Copy out every line of the entries below, requests included, and increase each box coordinate in the answers by 109.
((
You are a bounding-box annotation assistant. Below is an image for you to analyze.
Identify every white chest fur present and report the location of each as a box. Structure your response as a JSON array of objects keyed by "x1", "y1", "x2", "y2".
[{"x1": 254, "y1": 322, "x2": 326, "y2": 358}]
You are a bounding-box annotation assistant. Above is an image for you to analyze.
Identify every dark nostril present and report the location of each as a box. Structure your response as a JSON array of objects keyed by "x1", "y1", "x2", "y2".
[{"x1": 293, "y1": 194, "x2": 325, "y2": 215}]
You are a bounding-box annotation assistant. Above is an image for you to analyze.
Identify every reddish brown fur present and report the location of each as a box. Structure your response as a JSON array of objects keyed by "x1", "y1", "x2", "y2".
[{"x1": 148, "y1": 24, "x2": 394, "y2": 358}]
))
__COMPLETE ANSWER__.
You are a bounding-box annotation assistant. Below is an image for you to analyze.
Identify every white chest fur present and report the location of each as a box. Structure your response as a JSON array of objects keyed by "x1", "y1", "x2", "y2".
[{"x1": 363, "y1": 431, "x2": 435, "y2": 467}]
You are a bounding-box annotation assistant. Above is an image for you to analyze.
Identify every dark nostril present and report the location of each as a box. Structure your response as a JSON array of objects keyed by "x1", "y1", "x2", "y2".
[{"x1": 402, "y1": 303, "x2": 434, "y2": 324}]
You are a bounding-box annotation assistant. Above is an image for you to analyze.
Identify every reddish brown fur present and report the location of each as a box. Structure your response as a JSON array of objects keyed by "x1", "y1", "x2", "y2".
[{"x1": 257, "y1": 133, "x2": 503, "y2": 467}]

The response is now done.